** start of Supplied information **

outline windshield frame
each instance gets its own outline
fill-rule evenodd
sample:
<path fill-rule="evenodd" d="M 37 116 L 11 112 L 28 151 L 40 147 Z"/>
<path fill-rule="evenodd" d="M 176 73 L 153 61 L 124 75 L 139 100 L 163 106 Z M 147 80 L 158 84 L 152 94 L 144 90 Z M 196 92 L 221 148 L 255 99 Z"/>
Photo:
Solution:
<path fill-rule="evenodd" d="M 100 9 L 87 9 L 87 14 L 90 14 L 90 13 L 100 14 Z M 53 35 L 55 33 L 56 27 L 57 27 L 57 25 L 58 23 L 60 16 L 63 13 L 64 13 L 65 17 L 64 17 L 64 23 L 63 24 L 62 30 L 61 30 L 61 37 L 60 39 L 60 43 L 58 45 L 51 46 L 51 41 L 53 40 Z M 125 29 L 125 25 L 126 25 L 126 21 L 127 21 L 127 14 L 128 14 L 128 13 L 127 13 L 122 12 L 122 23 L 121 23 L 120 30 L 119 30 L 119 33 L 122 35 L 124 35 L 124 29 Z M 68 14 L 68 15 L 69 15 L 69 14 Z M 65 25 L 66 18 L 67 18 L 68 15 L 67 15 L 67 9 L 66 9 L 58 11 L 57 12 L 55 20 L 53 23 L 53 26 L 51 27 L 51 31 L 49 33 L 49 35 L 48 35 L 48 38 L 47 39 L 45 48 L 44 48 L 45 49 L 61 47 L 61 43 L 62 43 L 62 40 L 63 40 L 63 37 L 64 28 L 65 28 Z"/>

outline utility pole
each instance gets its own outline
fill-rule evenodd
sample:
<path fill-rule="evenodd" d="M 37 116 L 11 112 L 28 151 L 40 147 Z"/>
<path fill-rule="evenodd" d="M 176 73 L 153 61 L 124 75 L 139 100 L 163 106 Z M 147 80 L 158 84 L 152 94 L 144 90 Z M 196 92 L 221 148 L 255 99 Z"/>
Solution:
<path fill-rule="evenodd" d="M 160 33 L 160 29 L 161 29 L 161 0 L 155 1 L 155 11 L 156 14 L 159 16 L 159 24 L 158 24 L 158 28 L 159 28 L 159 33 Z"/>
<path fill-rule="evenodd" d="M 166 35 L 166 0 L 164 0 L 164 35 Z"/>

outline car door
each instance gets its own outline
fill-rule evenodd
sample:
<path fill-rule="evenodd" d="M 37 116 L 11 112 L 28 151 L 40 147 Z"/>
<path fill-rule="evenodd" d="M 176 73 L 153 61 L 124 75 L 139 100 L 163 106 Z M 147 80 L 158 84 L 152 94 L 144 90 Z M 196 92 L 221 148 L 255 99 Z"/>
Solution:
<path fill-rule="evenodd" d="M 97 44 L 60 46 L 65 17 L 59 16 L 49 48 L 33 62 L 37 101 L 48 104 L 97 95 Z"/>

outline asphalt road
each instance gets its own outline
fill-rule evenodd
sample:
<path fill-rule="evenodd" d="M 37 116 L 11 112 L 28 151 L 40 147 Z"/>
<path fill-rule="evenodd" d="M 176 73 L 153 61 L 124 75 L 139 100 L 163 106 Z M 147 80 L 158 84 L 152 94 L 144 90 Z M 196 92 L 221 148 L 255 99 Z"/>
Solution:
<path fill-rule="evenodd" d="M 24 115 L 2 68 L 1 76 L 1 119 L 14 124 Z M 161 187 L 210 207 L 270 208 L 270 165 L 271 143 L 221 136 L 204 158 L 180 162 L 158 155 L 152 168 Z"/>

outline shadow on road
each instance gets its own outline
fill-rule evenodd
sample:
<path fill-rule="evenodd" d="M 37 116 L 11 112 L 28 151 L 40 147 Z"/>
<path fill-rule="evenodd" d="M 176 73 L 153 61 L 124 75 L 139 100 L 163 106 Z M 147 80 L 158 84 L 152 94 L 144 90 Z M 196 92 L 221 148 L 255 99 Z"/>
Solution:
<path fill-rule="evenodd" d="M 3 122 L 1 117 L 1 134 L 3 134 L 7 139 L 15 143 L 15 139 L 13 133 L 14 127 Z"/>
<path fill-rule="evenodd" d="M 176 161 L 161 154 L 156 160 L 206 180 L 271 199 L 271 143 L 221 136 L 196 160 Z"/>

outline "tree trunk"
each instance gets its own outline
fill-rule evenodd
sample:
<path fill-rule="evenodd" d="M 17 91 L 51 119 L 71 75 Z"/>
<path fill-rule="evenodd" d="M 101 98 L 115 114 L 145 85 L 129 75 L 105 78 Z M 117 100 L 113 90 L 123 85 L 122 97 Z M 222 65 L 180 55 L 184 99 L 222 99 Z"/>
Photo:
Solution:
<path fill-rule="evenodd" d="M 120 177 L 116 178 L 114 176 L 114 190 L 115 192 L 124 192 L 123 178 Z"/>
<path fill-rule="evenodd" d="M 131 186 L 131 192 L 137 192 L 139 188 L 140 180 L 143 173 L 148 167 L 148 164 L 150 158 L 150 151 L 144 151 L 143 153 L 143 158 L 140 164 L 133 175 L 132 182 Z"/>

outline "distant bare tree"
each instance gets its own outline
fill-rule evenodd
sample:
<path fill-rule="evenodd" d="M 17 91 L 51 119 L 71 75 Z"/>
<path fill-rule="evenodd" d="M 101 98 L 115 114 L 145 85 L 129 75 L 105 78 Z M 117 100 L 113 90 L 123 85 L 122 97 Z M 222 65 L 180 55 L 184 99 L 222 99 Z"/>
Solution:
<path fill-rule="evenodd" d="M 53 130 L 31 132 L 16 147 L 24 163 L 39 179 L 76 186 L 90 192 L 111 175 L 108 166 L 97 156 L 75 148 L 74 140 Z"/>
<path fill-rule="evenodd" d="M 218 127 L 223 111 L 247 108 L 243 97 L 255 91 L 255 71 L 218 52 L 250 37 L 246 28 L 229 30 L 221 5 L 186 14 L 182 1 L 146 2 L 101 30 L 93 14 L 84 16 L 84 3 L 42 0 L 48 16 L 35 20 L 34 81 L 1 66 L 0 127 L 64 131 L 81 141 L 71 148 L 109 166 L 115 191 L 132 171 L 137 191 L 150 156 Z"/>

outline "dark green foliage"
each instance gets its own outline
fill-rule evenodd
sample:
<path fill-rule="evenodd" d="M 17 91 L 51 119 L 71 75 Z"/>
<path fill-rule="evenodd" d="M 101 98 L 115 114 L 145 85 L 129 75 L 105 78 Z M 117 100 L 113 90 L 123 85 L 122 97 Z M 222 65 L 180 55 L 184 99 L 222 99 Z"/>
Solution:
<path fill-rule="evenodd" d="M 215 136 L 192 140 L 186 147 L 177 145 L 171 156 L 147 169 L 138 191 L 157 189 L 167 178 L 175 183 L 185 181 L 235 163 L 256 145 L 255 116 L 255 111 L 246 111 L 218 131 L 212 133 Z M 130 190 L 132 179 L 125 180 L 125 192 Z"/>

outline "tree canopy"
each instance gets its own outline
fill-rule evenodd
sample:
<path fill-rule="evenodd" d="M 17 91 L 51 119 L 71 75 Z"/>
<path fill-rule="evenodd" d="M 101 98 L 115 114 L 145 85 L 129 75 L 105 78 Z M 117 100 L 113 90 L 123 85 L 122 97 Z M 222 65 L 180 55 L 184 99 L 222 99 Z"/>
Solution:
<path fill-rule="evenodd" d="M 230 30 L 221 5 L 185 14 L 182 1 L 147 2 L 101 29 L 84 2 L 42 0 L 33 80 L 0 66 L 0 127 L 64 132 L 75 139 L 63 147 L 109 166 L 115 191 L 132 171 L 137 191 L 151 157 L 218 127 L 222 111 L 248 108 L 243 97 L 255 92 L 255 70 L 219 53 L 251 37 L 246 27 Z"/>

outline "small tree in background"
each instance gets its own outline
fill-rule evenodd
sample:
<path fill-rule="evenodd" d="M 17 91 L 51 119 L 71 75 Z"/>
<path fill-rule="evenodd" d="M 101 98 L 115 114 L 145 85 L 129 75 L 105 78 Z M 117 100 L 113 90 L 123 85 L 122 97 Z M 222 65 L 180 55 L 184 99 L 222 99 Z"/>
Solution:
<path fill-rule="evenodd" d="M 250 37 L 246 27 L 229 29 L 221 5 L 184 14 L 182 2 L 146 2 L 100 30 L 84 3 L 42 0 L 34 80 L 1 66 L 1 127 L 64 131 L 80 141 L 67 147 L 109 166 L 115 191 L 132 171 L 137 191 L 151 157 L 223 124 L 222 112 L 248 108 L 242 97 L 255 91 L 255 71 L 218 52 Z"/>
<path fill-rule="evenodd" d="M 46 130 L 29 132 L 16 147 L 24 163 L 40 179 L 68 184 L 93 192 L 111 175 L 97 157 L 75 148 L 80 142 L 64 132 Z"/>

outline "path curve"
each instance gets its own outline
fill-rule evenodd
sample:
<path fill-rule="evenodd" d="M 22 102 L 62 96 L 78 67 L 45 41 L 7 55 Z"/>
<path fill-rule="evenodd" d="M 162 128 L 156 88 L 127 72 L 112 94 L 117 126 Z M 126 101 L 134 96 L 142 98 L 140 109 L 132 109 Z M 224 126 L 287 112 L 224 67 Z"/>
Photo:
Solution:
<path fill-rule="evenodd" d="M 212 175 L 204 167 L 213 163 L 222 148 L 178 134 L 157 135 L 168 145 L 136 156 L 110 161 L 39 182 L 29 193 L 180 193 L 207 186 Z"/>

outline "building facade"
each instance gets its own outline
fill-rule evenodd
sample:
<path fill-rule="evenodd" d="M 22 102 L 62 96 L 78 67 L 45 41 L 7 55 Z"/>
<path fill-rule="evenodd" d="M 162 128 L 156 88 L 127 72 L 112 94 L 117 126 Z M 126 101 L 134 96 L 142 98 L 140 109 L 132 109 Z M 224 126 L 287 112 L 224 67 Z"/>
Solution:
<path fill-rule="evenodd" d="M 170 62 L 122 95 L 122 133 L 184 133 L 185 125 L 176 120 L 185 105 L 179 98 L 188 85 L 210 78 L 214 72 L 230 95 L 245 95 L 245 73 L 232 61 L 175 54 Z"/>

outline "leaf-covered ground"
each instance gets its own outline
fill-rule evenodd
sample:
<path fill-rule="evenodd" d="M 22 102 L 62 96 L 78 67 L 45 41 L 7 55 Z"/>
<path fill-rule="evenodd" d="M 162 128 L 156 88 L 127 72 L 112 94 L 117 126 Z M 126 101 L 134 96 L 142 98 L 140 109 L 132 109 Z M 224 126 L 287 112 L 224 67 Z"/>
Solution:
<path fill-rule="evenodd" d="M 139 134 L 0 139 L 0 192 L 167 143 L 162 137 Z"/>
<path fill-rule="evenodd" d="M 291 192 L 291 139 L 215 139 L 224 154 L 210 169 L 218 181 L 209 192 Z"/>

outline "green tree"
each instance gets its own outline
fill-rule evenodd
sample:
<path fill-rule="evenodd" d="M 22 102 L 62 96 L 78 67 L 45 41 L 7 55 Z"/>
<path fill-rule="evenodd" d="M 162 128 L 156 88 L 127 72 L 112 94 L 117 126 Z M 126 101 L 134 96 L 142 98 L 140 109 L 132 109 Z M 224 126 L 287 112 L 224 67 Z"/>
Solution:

** end of Supplied information **

Task brief: Print the records above verbatim, starting at their first line and ending with the line that contains "90 13 L 100", both included.

Solution:
outline windshield frame
each instance gets its own outline
fill-rule evenodd
sample:
<path fill-rule="evenodd" d="M 37 116 L 11 112 L 28 151 L 40 147 Z"/>
<path fill-rule="evenodd" d="M 176 73 L 153 61 L 124 75 L 139 100 L 163 106 Z M 147 80 L 158 84 L 152 94 L 144 90 Z M 196 92 L 221 148 L 255 99 Z"/>
Photo:
Solution:
<path fill-rule="evenodd" d="M 100 9 L 87 9 L 87 14 L 90 14 L 90 13 L 100 14 Z M 53 35 L 55 33 L 56 27 L 57 27 L 57 25 L 58 23 L 60 16 L 63 13 L 64 13 L 65 17 L 64 17 L 64 23 L 63 24 L 62 30 L 61 30 L 61 37 L 60 39 L 60 43 L 58 45 L 51 46 L 51 41 L 53 40 Z M 125 29 L 125 25 L 126 25 L 126 21 L 127 21 L 127 14 L 128 14 L 128 13 L 127 13 L 122 12 L 122 23 L 121 23 L 120 30 L 119 30 L 119 33 L 122 35 L 124 35 L 124 29 Z M 68 14 L 68 15 L 69 15 L 69 14 Z M 65 25 L 66 18 L 67 18 L 68 15 L 67 15 L 67 9 L 66 9 L 58 11 L 57 12 L 55 20 L 53 23 L 53 26 L 51 27 L 51 31 L 49 33 L 49 35 L 48 35 L 48 38 L 47 39 L 45 48 L 44 48 L 45 49 L 61 47 L 61 43 L 62 43 L 62 40 L 63 40 L 63 37 L 64 28 L 65 28 Z"/>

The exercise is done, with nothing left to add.